* begin LISTING *
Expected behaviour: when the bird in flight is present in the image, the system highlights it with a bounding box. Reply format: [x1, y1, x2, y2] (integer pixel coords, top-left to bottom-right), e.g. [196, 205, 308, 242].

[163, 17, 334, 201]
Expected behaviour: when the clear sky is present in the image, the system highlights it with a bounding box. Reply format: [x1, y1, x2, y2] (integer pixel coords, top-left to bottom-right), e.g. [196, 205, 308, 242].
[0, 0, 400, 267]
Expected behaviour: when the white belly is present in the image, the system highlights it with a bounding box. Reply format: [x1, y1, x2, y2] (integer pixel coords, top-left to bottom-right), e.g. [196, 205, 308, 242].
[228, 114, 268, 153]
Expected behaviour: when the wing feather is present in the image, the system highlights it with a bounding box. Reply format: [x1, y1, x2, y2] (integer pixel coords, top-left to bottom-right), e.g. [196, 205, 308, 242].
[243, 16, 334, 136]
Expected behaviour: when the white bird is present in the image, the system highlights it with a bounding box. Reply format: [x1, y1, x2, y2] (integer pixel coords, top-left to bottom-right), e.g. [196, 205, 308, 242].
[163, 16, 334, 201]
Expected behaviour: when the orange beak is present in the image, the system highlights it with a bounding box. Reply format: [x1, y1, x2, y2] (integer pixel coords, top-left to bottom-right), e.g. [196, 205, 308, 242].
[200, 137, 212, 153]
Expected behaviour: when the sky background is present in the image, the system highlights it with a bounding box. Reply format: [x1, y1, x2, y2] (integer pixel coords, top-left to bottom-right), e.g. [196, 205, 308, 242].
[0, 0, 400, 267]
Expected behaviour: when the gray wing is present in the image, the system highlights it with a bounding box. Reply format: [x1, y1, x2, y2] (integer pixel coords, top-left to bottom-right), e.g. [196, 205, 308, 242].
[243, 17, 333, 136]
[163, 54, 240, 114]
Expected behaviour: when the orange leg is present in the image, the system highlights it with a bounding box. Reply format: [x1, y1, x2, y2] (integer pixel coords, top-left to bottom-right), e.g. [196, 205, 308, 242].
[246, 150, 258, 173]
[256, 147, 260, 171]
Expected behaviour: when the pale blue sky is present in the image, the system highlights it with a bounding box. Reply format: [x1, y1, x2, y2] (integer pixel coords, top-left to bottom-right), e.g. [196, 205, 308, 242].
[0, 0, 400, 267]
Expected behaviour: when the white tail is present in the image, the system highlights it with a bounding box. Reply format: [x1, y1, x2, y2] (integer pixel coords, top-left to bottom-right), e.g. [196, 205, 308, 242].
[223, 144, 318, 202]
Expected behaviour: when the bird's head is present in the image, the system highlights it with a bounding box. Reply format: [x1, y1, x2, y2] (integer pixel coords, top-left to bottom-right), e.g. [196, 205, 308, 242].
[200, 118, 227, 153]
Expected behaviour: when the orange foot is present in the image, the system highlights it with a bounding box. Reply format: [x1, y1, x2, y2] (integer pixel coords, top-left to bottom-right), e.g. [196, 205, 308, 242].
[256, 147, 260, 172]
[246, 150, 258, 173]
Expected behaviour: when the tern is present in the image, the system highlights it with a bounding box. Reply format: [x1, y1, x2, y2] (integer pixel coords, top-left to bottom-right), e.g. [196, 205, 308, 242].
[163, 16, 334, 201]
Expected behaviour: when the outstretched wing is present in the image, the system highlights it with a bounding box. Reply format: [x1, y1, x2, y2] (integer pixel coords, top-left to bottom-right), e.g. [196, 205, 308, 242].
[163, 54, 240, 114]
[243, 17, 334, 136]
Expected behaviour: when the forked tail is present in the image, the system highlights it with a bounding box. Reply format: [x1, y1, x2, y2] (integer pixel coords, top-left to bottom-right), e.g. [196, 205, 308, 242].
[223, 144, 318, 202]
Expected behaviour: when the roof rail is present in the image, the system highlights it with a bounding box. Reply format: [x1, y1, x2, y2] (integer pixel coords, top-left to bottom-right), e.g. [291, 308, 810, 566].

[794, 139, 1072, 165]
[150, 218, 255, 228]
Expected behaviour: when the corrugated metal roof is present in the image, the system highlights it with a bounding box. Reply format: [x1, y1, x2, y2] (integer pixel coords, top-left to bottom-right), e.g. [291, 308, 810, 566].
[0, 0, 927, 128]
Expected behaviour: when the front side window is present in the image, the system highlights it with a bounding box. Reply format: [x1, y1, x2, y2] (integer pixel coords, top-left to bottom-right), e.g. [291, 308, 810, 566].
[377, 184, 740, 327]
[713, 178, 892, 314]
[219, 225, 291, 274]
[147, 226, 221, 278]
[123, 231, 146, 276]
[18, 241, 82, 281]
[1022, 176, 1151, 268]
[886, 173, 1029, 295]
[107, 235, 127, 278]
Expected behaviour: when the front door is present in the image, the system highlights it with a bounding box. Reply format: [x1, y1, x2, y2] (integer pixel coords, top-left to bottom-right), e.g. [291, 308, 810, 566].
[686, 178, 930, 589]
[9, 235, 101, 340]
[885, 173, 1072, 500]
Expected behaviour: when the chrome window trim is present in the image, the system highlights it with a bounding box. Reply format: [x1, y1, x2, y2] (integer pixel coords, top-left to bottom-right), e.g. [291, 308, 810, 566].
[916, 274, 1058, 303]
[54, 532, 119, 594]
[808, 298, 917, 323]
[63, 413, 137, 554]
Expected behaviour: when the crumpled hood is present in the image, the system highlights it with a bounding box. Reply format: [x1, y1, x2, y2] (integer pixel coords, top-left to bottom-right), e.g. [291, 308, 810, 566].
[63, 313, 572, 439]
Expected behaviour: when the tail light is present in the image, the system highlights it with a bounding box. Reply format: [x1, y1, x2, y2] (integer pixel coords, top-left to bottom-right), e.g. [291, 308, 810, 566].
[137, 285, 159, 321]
* end LISTING *
WHAT YOU ARE ASKED TO DO:
Reproduce these items word for word.

CORRECT OUTPUT:
Expected behaviour: when the bird in flight is present in the image, the system highlights it with a bounding box. Reply format: [x1, y1, x2, y2] (integer pixel coords, top-left to bottom-right), e.g. [196, 205, 308, 242].

[163, 17, 334, 201]
Expected behaviour: when the clear sky is present in the image, the system highlights it with a bounding box. Reply format: [x1, y1, x2, y2] (integer pixel coords, top-left to bottom-right), e.g. [196, 205, 308, 242].
[0, 0, 400, 267]
Expected behaviour: when the white belly is present in the image, the system highlights it with a bounding box. Reply format: [x1, y1, x2, y2] (integer pixel coords, top-left to bottom-right), e.g. [196, 205, 308, 242].
[228, 114, 268, 153]
Expected behaviour: when the wing feather is present in the image, the system highlights it with a bounding box. Reply format: [x1, y1, x2, y2] (integer pixel coords, top-left to bottom-right), e.g. [196, 205, 308, 242].
[243, 16, 334, 136]
Expected behaviour: when the white bird is present in the image, the system highlights it with a bounding box. Reply format: [x1, y1, x2, y2] (integer pixel coords, top-left to bottom-right), e.g. [196, 205, 308, 242].
[163, 16, 334, 201]
Expected behaviour: when the orange beak is present in the image, the system highlights it with a bounding box. Reply format: [x1, y1, x2, y2] (integer pixel coords, top-left to bottom-right), e.g. [196, 205, 308, 242].
[200, 137, 212, 153]
Expected behaviour: when the sky background is present in the image, the system highlights it with a bounding box. Reply format: [x1, y1, x2, y2] (integer pixel coords, top-left to bottom-right), e.g. [196, 205, 308, 242].
[0, 0, 400, 267]
Expected behaviour: when the gray wing is present in the image, the system highlights it with a bounding box. Reply format: [x1, y1, x2, y2] (integer pixel coords, top-left to bottom-right), e.g. [196, 205, 308, 242].
[243, 17, 333, 136]
[163, 54, 240, 114]
Expected behaviour: when the orange leg is present in the image, the system highlights it with a bounding box. Reply format: [x1, y1, x2, y2] (integer pixel coords, top-left to bottom-right), e.g. [196, 205, 308, 242].
[246, 150, 258, 173]
[256, 147, 260, 171]
Expected behaviour: when the pale blue sky is present in the image, the system highlights it with a bounding box. Reply format: [x1, y1, x2, y2] (integer pixel coords, top-left to bottom-right), e.g. [196, 205, 308, 242].
[0, 0, 400, 267]
Expected behaviour: when the white tail is present in the image, the system highlights it with a bounding box. Reply format: [x1, y1, x2, y2] (integer pixel coords, top-left to bottom-right), e.g. [196, 205, 308, 242].
[223, 144, 318, 202]
Expected behaviour: when the bird's head is present in the image, the system highlights it with a bounding box. Reply format: [x1, y1, x2, y2] (integer pixel coords, top-left to bottom-right), e.g. [196, 205, 308, 242].
[200, 118, 227, 153]
Expected behaviour: when the orange foot is present in the image, the system highlights it with a bounding box. Reply format: [x1, y1, x2, y2] (integer pixel coords, top-left to bottom-right), e.g. [196, 205, 308, 242].
[256, 147, 260, 172]
[246, 150, 258, 173]
Expected behaviour: when the tern is present in the image, the system highlights it with a bounding box. Reply format: [x1, y1, x2, y2] (integer pixel coords, top-left to bottom-right), e.g. [196, 205, 308, 242].
[163, 16, 334, 201]
Expected behaviour: when the outstretched wing is present in the image, the system highlights it with a bounding box. Reply format: [x1, y1, x2, y2] (integer pixel coords, top-left to bottom-right), e.g. [196, 205, 308, 242].
[163, 54, 240, 114]
[243, 17, 334, 136]
Expected behaviour: when the forked tail is present in the image, the system highlights it with a bounding box. Reply format: [x1, y1, x2, y2] (integer pixel coords, top-left to bottom-right), e.g. [196, 205, 308, 242].
[223, 144, 318, 202]
Expected behaviour: when the roof rail is present in the image, the system highlights it with a bounding box. Reply format: [x1, y1, x2, y2] (integer pixel coords, top-left to bottom-right), e.g. [291, 308, 810, 566].

[794, 139, 1072, 165]
[150, 218, 255, 228]
Expected behaviour: when the corrugated metal roof is present in the image, the system highlights it with a bounding box. Reply format: [x1, y1, x2, y2] (integer pixel coords, top-left to bottom-right), e.g. [291, 308, 810, 566].
[0, 0, 927, 128]
Expected behaviour: when the front side window is present in the image, the system highlights it with a bounding box. Reply format: [x1, y1, x2, y2] (integer pixel coords, top-left to bottom-right), e.g. [291, 308, 810, 566].
[377, 184, 740, 327]
[713, 178, 892, 314]
[219, 225, 291, 274]
[147, 226, 221, 278]
[123, 231, 146, 276]
[18, 241, 82, 281]
[1022, 176, 1151, 268]
[886, 173, 1029, 295]
[107, 235, 127, 278]
Expected behaviour: when the front door is present in the image, the system highlights it with a bounding box. Reply format: [x1, y1, x2, y2] (integer pixel coords, top-left to bottom-right), e.g. [291, 308, 810, 566].
[686, 178, 930, 589]
[9, 235, 101, 340]
[885, 173, 1072, 500]
Expected behaviour: when the chrome window trim is present in the image, the system highlights it with a bounding box. Reply format: [x1, y1, x2, y2] (integer pixel coords, top-left to bottom-right), e.g. [291, 308, 810, 566].
[916, 274, 1058, 303]
[54, 532, 119, 594]
[808, 298, 917, 323]
[63, 413, 137, 554]
Expected behaviour: when the crumpled hood is present in the image, the system highlights it with a bounding box. Reply format: [x1, y1, x2, y2] (integer pixel coords, top-left to bottom-right), e.g. [291, 308, 810, 566].
[63, 313, 572, 439]
Expected behaviour: when the tail light is present in the image, the system highlights it with a bounding box. Reply format: [x1, y1, x2, y2] (integer pixel coords, top-left to bottom-right), e.g. [291, 308, 810, 566].
[137, 285, 159, 321]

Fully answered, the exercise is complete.